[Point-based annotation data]
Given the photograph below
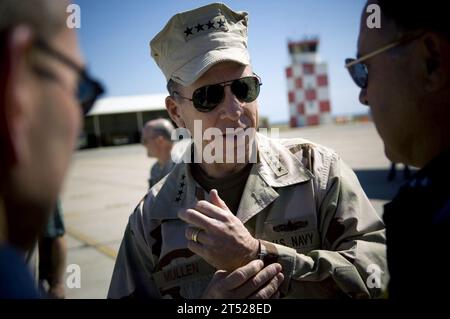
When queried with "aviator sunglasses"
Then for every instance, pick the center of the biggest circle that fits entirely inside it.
(208, 97)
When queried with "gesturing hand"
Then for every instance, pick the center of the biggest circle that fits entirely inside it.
(220, 237)
(249, 281)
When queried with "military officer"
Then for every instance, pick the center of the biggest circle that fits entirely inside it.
(285, 218)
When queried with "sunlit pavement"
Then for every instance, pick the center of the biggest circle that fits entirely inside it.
(104, 185)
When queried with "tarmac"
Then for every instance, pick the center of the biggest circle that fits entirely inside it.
(104, 186)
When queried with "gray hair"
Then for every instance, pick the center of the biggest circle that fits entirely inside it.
(45, 17)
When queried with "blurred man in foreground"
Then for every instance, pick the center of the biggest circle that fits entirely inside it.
(403, 70)
(157, 139)
(44, 89)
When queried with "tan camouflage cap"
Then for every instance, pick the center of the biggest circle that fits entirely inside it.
(193, 41)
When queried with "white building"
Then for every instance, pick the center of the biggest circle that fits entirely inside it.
(119, 120)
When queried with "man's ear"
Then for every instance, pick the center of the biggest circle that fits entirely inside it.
(14, 95)
(173, 109)
(436, 52)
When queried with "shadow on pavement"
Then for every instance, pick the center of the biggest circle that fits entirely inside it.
(376, 185)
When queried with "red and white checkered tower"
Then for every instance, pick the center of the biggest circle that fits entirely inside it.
(307, 80)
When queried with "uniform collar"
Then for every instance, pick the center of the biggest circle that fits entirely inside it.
(276, 167)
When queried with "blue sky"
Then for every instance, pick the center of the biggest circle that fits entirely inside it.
(114, 36)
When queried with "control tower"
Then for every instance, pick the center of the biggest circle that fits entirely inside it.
(307, 82)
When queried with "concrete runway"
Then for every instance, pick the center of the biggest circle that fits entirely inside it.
(104, 185)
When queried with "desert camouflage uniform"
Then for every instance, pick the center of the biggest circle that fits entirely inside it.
(307, 207)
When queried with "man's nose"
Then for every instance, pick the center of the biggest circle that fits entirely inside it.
(363, 97)
(232, 108)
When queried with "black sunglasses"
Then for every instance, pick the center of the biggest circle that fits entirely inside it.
(208, 97)
(88, 89)
(358, 69)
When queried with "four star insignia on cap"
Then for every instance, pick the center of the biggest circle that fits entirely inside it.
(215, 24)
(199, 27)
(188, 31)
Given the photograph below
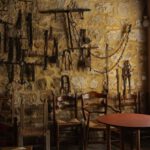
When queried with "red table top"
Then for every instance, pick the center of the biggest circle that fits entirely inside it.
(126, 120)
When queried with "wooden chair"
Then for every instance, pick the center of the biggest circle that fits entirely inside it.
(68, 128)
(7, 109)
(34, 123)
(8, 123)
(93, 105)
(130, 102)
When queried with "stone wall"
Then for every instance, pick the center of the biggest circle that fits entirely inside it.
(105, 25)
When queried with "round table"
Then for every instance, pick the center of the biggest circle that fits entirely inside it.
(125, 120)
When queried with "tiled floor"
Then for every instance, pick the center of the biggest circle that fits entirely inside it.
(145, 145)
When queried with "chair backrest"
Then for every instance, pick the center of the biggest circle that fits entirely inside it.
(7, 108)
(94, 102)
(65, 107)
(130, 100)
(34, 116)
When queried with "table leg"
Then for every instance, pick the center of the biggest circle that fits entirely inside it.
(121, 139)
(108, 137)
(138, 139)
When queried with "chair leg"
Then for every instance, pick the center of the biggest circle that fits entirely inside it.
(57, 137)
(48, 140)
(86, 137)
(20, 140)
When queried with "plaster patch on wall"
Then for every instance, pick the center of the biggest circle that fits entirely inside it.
(94, 84)
(137, 35)
(114, 35)
(123, 9)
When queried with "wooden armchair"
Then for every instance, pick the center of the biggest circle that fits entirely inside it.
(34, 123)
(68, 128)
(130, 102)
(93, 105)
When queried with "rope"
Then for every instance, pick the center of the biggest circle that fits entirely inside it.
(120, 45)
(110, 69)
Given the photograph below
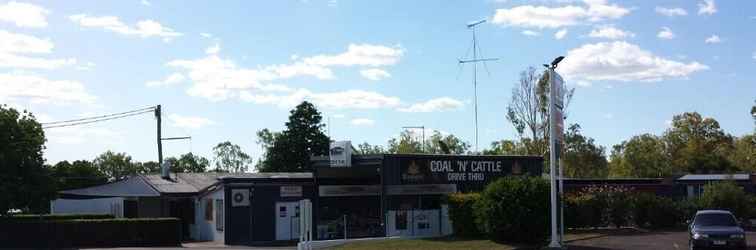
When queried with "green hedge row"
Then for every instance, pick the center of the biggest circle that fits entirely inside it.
(90, 233)
(37, 217)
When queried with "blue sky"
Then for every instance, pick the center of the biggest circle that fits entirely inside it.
(224, 70)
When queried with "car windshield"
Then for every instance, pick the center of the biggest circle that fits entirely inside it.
(714, 219)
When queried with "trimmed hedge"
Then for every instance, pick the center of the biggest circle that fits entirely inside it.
(90, 233)
(25, 217)
(514, 209)
(461, 214)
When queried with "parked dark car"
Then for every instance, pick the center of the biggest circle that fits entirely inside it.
(716, 229)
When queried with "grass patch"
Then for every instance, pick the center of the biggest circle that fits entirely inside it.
(427, 243)
(446, 243)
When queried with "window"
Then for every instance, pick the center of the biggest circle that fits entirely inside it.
(219, 215)
(209, 209)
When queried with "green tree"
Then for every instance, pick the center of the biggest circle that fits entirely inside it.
(582, 157)
(405, 144)
(506, 147)
(78, 174)
(116, 166)
(743, 154)
(366, 149)
(641, 156)
(290, 151)
(25, 182)
(698, 145)
(229, 157)
(528, 110)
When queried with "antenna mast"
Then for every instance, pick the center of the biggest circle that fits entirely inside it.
(474, 62)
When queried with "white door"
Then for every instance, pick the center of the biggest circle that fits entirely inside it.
(287, 220)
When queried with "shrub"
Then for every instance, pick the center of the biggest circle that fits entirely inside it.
(461, 213)
(20, 217)
(90, 233)
(514, 209)
(726, 195)
(652, 211)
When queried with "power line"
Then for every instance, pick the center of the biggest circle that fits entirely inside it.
(97, 120)
(100, 116)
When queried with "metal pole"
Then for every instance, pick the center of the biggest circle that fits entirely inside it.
(552, 165)
(475, 86)
(159, 138)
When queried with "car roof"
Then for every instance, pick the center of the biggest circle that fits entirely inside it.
(713, 212)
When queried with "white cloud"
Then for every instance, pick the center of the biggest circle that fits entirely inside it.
(24, 14)
(530, 16)
(219, 79)
(665, 33)
(560, 34)
(530, 33)
(434, 105)
(359, 55)
(713, 39)
(81, 135)
(37, 89)
(349, 99)
(610, 32)
(374, 74)
(86, 66)
(143, 28)
(671, 12)
(171, 79)
(189, 122)
(213, 49)
(622, 61)
(362, 122)
(707, 7)
(14, 46)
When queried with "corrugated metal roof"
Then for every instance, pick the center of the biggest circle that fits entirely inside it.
(133, 186)
(714, 177)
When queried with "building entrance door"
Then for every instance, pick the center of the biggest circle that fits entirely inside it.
(287, 220)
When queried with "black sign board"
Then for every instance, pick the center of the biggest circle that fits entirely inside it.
(468, 172)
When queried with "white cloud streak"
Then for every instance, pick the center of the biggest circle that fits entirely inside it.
(670, 12)
(559, 35)
(24, 15)
(529, 16)
(374, 74)
(14, 50)
(713, 39)
(434, 105)
(666, 33)
(143, 28)
(610, 32)
(41, 90)
(362, 122)
(707, 7)
(622, 61)
(189, 122)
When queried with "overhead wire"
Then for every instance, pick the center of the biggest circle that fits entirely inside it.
(142, 110)
(107, 118)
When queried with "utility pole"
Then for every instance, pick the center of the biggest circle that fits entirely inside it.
(159, 138)
(475, 61)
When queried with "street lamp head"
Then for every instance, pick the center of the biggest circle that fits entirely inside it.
(556, 61)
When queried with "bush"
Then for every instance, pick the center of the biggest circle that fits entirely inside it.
(514, 209)
(461, 213)
(25, 217)
(90, 233)
(652, 211)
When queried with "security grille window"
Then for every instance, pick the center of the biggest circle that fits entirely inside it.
(209, 209)
(219, 215)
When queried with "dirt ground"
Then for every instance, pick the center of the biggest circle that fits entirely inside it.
(643, 240)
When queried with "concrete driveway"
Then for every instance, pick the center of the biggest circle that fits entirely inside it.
(643, 240)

## EXERCISE OBJECTIVE
Copy every record above exactly, leaving out any pictures.

## ANSWER TO THE EXERCISE
Given the photograph below
When queried with "aviator sunglasses"
Then for every instance, pick the center of the biggest circle that fits entirely inside it.
(208, 97)
When queried with "gesturing hand"
Then for every instance, pick the center of the biggest circle that fits entirely inside it.
(220, 237)
(249, 281)
When queried with "military officer"
Then for every instance, pick the center of the biggest circle that fits entirely inside it.
(285, 218)
When queried with "sunlit pavement"
Then for every instance, pick the center of the biggest circle that fits entirely inside it.
(104, 185)
When queried with "tarmac"
Then for every instance, pick the center of the biggest circle that fits entirely inside it.
(104, 186)
When queried with "gray hair"
Then for every instance, pick the center of the biggest circle that fits entirely inside it.
(45, 17)
When queried with "blurred man in foreground"
Then for every instance, pick the center of the biggest circle that fits entirely inside it.
(403, 70)
(157, 139)
(44, 89)
When queried with "tan camouflage cap"
Then for every instance, pick the center of the biggest circle that fits entirely inside it.
(193, 41)
When queried with "white building"
Then for every instance, pick the center of the biggest circle that fits entirely inside it.
(119, 120)
When queried with "man's ear"
Then for every instance, pick the center of the biggest circle that fits entirely inside it.
(14, 95)
(173, 109)
(436, 52)
When queried with "shadow on pavement"
Then for every instance, pick the center of the biggest circle that fits entirely inside it.
(376, 185)
When queried with "red and white checkered tower"
Then for every instance, pick the center of the biggest circle that fits entirely inside it.
(307, 80)
When queried with "uniform collar"
Then for every instance, pick the center of the biggest circle that fits entirely inside it.
(276, 167)
When queried with "blue sky"
Then for every instance, pick the center of the biggest circle that fits entirely inside it.
(114, 36)
When queried with "control tower"
Then for every instance, pick the center of the biggest circle that fits entirely inside it.
(307, 82)
When queried with "concrete runway"
Then for every instance, pick the center of the biggest circle that fits entirely inside it.
(104, 185)
When queried with "desert camouflage uniform"
Then for every instance, pick the center of the biggest circle that fits entirely inside it.
(307, 207)
When queried with "man's nose"
Then for every instance, pick the center of the biggest circle that fits entirely inside it.
(363, 97)
(232, 108)
When queried with "black sunglasses"
Then for every instance, pick the center of the biggest circle that fits entirely inside it.
(208, 97)
(88, 89)
(358, 69)
When queried with "four star insignia on cap"
Then for every instance, pick the center of the biggest circle that fits entirely inside it.
(215, 24)
(199, 27)
(188, 31)
Given the photograph below
When queried with "red table top"
Then for every instance, pick the center of the biggest circle that fits entirely inside it.
(126, 120)
When queried with "wooden chair"
Then for every instance, pick the center of the biggest circle that fits entirely inside it.
(68, 128)
(7, 109)
(34, 123)
(8, 123)
(93, 105)
(130, 102)
When queried with "stone wall"
Then for every instance, pick the center of the biggest circle that fits entirely inside it.
(105, 25)
When queried with "round table"
Then for every instance, pick the center of the biggest circle that fits entirely inside it.
(125, 120)
When queried with "tiled floor"
Then for every instance, pick the center of the biggest circle that fits entirely inside it.
(145, 145)
When queried with "chair backrest"
Then for every instance, pick the center of the biggest circle that fits entirely inside it.
(7, 108)
(94, 102)
(65, 107)
(130, 100)
(34, 116)
When queried with "table leg"
Then for every instance, pick the center of the biggest circle that fits entirely inside it.
(121, 139)
(108, 137)
(138, 139)
When queried with "chair leg"
Then for every instance, pick the center of the biggest circle that fits entirely inside it.
(57, 137)
(48, 140)
(86, 137)
(20, 140)
When queried with "plaster patch on wall"
Then for every instance, pick the center of the biggest circle that fits entirely inside it.
(94, 84)
(137, 35)
(114, 35)
(123, 9)
When queried with "wooden armchair"
Then for every instance, pick the center of the biggest circle that fits entirely inside it.
(34, 123)
(68, 128)
(130, 102)
(93, 105)
When queried with "rope"
Then for every instance, pick the center of the biggest circle that fits entirely inside it.
(120, 45)
(110, 69)
Given the photograph below
When queried with "green hedge row"
Then for every instance, pick the center of the biggest circle that fits entirely inside it.
(90, 233)
(37, 217)
When queried with "blue sky"
Then for every instance, pick the center of the biggest circle that fits entirely inside it.
(224, 70)
When queried with "car windshield"
Then for every instance, pick the center of the biggest circle that fits entirely inside it.
(714, 219)
When queried with "trimmed hedge"
Then for every instance, pick the center of the biggest circle that fits entirely inside it.
(90, 233)
(25, 217)
(514, 209)
(461, 214)
When queried with "parked dark car"
Then for every instance, pick the center of the biggest circle that fits entirely inside it.
(716, 229)
When queried with "grass patch"
Then for every instance, pick the center of the biggest circle that fits entirely inside it.
(427, 243)
(446, 243)
When queried with "window"
Then for every instance, pick the center of the biggest circle that fits entirely inside it.
(219, 215)
(209, 209)
When queried with "green tree"
Then for every instance, pick the center of the biggest circle that fits entirely inside it.
(582, 157)
(405, 144)
(506, 147)
(78, 174)
(116, 166)
(743, 154)
(366, 149)
(641, 156)
(290, 151)
(25, 182)
(698, 145)
(229, 157)
(528, 110)
When queried with "antenna mast"
Then for every instance, pick the center of the biggest circle that fits entirely inside it.
(474, 62)
When queried with "white door"
Then for every instance, pick the center of the biggest circle that fits entirely inside it.
(287, 220)
When queried with "shrub"
Then for every instance, pick the center of the biggest circle that fits entirely inside it.
(461, 213)
(20, 217)
(90, 233)
(514, 209)
(726, 195)
(652, 211)
When queried with "power line"
Then for every instance, pick the center of the biggest circle that fits entirely inside it.
(97, 120)
(100, 116)
When queried with "metal pole"
Then for every instance, pick the center of the biggest circle that fits entirely inside it.
(552, 165)
(475, 86)
(159, 138)
When queried with "car roof"
Then for every instance, pick the center of the biggest circle that fits entirely inside it.
(713, 212)
When queried with "white cloud"
Then for every instance, pick the center of the biggest circle that fits entirely inside it.
(24, 14)
(530, 16)
(219, 79)
(665, 33)
(560, 34)
(530, 33)
(434, 105)
(359, 55)
(713, 39)
(81, 135)
(37, 89)
(349, 99)
(610, 32)
(374, 74)
(86, 66)
(143, 28)
(671, 12)
(171, 79)
(189, 122)
(213, 49)
(622, 61)
(362, 122)
(707, 7)
(14, 46)
When queried with "corrugated metal roof"
Then for every instance, pick the center of the biggest circle that fits entirely inside it.
(133, 186)
(714, 177)
When queried with "building entrance door"
Then for every instance, pick the center of the biggest circle that fits entirely inside it.
(287, 220)
When queried with "black sign board"
Then for every instance, pick the center of the biggest circle that fits entirely inside it.
(468, 172)
When queried with "white cloud streak"
Then for every instance, pick the center of the biggest circle that fits entirely inside it.
(670, 12)
(559, 35)
(24, 15)
(529, 16)
(374, 74)
(14, 50)
(713, 39)
(434, 105)
(666, 33)
(143, 28)
(610, 32)
(41, 90)
(362, 122)
(707, 7)
(622, 61)
(189, 122)
When queried with "overhead wire"
Then for every instance, pick the center of the biggest circle that fits entirely inside it.
(142, 110)
(107, 118)
When queried with "utility pole"
Then for every instance, pick the center of the biggest circle that fits entirely inside it.
(159, 138)
(475, 61)
When queried with "street lamp head"
Then for every instance, pick the center of the biggest circle that fits entirely inside it.
(556, 61)
When queried with "bush"
Then for every instance, pick the center of the biggest circle that fits entirely inside it.
(514, 209)
(461, 213)
(25, 217)
(90, 233)
(652, 211)
When queried with "security grille window"
Then for every instance, pick the center of the biggest circle that fits entirely inside it.
(209, 209)
(219, 215)
When queried with "dirt ground"
Then for every instance, pick the center of the biggest circle that fits entirely inside it.
(643, 240)
When queried with "concrete driveway"
Then for every instance, pick the center of the biggest circle that fits entirely inside it.
(643, 240)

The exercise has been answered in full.